What you need to do:
Please write out the material below exactly as given.

Provided entries:
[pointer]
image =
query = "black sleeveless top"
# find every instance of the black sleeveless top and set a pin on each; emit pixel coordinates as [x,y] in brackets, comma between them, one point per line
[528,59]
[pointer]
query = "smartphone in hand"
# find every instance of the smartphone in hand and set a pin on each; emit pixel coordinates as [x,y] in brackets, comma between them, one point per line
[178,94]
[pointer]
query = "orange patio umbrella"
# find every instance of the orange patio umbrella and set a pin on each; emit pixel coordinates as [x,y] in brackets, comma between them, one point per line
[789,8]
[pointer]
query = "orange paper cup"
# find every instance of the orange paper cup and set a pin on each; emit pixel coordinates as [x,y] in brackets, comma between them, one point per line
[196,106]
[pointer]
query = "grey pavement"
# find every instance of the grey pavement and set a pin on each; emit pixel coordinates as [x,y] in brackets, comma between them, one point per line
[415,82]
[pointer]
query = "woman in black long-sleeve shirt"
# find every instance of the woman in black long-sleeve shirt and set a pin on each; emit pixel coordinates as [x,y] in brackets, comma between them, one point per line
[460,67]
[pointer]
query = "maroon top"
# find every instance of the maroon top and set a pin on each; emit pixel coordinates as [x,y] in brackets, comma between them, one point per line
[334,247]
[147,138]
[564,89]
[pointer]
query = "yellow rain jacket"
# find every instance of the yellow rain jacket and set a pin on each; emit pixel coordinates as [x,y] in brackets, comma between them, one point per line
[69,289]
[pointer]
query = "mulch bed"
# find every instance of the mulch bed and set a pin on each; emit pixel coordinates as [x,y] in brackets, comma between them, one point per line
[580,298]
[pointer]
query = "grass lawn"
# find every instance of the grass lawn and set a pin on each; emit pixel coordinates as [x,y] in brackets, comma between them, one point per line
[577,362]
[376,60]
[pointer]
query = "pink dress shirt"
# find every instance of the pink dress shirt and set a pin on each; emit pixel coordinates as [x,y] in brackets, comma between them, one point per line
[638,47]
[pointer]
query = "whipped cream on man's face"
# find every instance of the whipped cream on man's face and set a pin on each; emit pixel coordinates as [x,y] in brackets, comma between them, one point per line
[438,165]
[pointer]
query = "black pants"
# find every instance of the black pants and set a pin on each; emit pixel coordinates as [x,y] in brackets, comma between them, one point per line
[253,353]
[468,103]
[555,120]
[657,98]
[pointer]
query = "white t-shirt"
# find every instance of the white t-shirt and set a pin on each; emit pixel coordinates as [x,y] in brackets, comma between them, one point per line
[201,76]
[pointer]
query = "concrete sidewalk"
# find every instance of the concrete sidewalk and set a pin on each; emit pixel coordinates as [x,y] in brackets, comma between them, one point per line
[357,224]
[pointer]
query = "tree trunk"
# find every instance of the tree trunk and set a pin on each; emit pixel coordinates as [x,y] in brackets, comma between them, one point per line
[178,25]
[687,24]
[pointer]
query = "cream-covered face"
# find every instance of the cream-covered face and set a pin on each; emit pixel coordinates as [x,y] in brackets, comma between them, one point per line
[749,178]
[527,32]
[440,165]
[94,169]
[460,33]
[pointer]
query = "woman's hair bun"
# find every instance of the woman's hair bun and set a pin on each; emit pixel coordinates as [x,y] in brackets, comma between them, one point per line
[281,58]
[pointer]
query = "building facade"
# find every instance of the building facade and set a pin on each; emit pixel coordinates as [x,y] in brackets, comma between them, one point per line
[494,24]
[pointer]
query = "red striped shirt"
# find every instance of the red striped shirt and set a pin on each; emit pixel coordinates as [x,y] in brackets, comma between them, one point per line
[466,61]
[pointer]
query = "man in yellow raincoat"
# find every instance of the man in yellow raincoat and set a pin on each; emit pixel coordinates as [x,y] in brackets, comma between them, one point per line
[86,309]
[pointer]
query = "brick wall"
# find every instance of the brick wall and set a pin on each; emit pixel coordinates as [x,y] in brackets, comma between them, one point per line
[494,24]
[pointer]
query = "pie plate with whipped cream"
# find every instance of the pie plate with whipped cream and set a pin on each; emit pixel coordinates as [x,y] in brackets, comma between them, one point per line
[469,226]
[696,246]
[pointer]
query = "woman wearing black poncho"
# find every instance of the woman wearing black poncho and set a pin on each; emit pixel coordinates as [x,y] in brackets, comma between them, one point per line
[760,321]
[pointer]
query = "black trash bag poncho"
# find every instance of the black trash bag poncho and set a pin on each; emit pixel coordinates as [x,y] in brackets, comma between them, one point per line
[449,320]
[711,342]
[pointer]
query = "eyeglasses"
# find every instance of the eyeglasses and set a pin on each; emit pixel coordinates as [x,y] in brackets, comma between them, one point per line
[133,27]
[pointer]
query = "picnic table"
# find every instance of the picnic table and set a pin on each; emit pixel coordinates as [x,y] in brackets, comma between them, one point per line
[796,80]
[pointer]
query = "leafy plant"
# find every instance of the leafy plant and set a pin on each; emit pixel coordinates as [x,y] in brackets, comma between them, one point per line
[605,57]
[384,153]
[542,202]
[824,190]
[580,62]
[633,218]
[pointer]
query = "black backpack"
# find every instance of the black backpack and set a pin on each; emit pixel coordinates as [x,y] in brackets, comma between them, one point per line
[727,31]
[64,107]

Response for this exercise:
[pointer]
image =
query = "black sleeveless top"
# find every instance of the black sleeveless top and set a pin on each; emit pixel coordinates as [x,y] in brackets, comma between them, one point per line
[528,59]
[pointer]
query = "smartphone in hand"
# find every instance of the smartphone in hand and set a pin on each; emit pixel coordinates as [x,y] in brackets, comma between them, one point per line
[178,94]
[pointer]
query = "orange patio umbrella"
# find every instance of the orange patio umbrella and set a pin on each; emit pixel coordinates as [x,y] in brackets, comma between them, one point per line
[789,8]
[pointer]
query = "orange paper cup"
# find every instance of the orange paper cup and set a pin on each; emit pixel coordinates as [x,y] in brackets, comma between them, one point per line
[196,106]
[pointer]
query = "grey pavement"
# find every instance of the grey pavement and set a pin on each; emit pixel coordinates as [x,y] in brackets, comma between them, one point per line
[415,82]
[pointer]
query = "woman in black long-sleeve shirt"
# find every instance of the woman in black long-sleeve shirt and set a pin on each; emit pixel coordinates as [x,y] in brackets, comma between them, one point per line
[460,67]
[pointer]
query = "maroon top"
# find every instance of the maroon top and set a pin on each; emit pixel coordinates as [x,y] in brackets, comma between them, one point per line
[334,247]
[147,138]
[564,89]
[pointer]
query = "yellow rain jacket"
# find every instance of the yellow rain jacket and set a pin on each; emit pixel coordinates as [x,y] in brackets, comma between them, one point per line
[69,289]
[pointer]
query = "mulch bed"
# find every instance of the mulch bed and set a pin on each; emit pixel coordinates as [x,y] in brackets, comma between them, one point per line
[580,298]
[pointer]
query = "grass lawn"
# find every instance of the grass lawn and set a pin on each; emit pixel coordinates as [x,y] in brackets, comma between them, one point per line
[577,362]
[376,60]
[pointer]
query = "pink dress shirt"
# find every instance of the pink dress shirt and set a pin on each; emit pixel coordinates as [x,y] in brackets, comma between them, one point per line
[638,47]
[pointer]
query = "whipped cream on man's face"
# find every instance of the whipped cream on man's face and set a pin on each; emit pixel coordinates as [x,y] in brackets, comma between them, one point per line
[438,165]
[pointer]
query = "black pants"
# find every instance of the black pants and set a pin on each; emit pixel coordinates as [x,y] in brackets, comma between them, one point per line
[253,353]
[468,103]
[555,120]
[657,98]
[pointer]
query = "white t-shirt"
# find every instance of the white t-shirt and set a pin on each; emit pixel coordinates as [x,y] in brackets, comma between them, one point per line
[201,76]
[pointer]
query = "concrete sidewalk"
# find every instance of the concrete sidewalk and set a pin on each; emit pixel coordinates as [x,y] in brackets, comma between them, one point per line
[357,224]
[pointer]
query = "tree trunk"
# find every instance of the tree trunk and set a pin on each; emit pixel coordinates as [x,y] in brackets, comma between them, one point per line
[178,25]
[687,24]
[pointer]
query = "cream-covered face"
# find every instance of the cream-covered face and set a pin on each; emit pixel coordinates as [x,y] in brackets, comma between them, one point per line
[749,178]
[527,32]
[440,165]
[94,169]
[460,33]
[pointer]
query = "woman's hair bun"
# find every instance of the woman's hair bun and set a pin on each; emit pixel coordinates as [x,y] in brackets, comma between them, one point per line
[281,58]
[pointer]
query = "building facade"
# find every instance of the building facade and set a pin on each; emit pixel coordinates as [x,y] in brackets, comma between them, one point per line
[494,24]
[pointer]
query = "red striped shirt"
# find every instance of the red striped shirt and set a pin on each; emit pixel coordinates as [x,y] in brackets, comma between them, one point per line
[466,61]
[pointer]
query = "man in yellow raincoat"
# find every instance of the man in yellow raincoat and set a pin on each; emit pixel coordinates as [x,y] in brackets, comma between them, one point per line
[86,309]
[pointer]
query = "brick wall"
# find every instance of the brick wall and set a pin on each; emit pixel coordinates as [x,y] in brackets, comma between them, one point per line
[494,24]
[pointer]
query = "pie plate with whipped cream"
# find every instance of the pie plate with whipped cream and set a pin on each; emit pixel coordinates as [x,y] in brackets, comma between them, one point per line
[469,226]
[696,246]
[pointer]
query = "woman wearing black poncho"
# find every instance of the woman wearing black poncho and set a pin on each; emit pixel coordinates as [x,y] in brackets, comma between them, one point per line
[760,321]
[pointer]
query = "black trash bag poncho"
# find every instance of the black trash bag poncho and set a pin on each; emit pixel coordinates as [x,y] in brackets, comma between them, one point per line
[449,320]
[711,342]
[pointer]
query = "eyeglasses"
# find every instance of the eyeglasses and set a pin on each; emit pixel coordinates as [x,y] in brackets, comma between them, one point per line
[133,27]
[pointer]
query = "picnic table"
# find every instance of the picnic table and set a pin on each; emit pixel coordinates as [x,y] in brackets, comma between them, one point per line
[796,80]
[pointer]
query = "leafy plant"
# find every instance of the leafy plant and set a pin on each; emit pixel coordinates as [x,y] in brackets, comma between them, one point per line
[605,57]
[384,153]
[542,202]
[824,190]
[580,62]
[633,218]
[pointer]
query = "black backpack"
# find every instance of the black backpack and set a pin on each; emit pixel coordinates as [x,y] in brackets, comma between them, one point per line
[727,31]
[64,107]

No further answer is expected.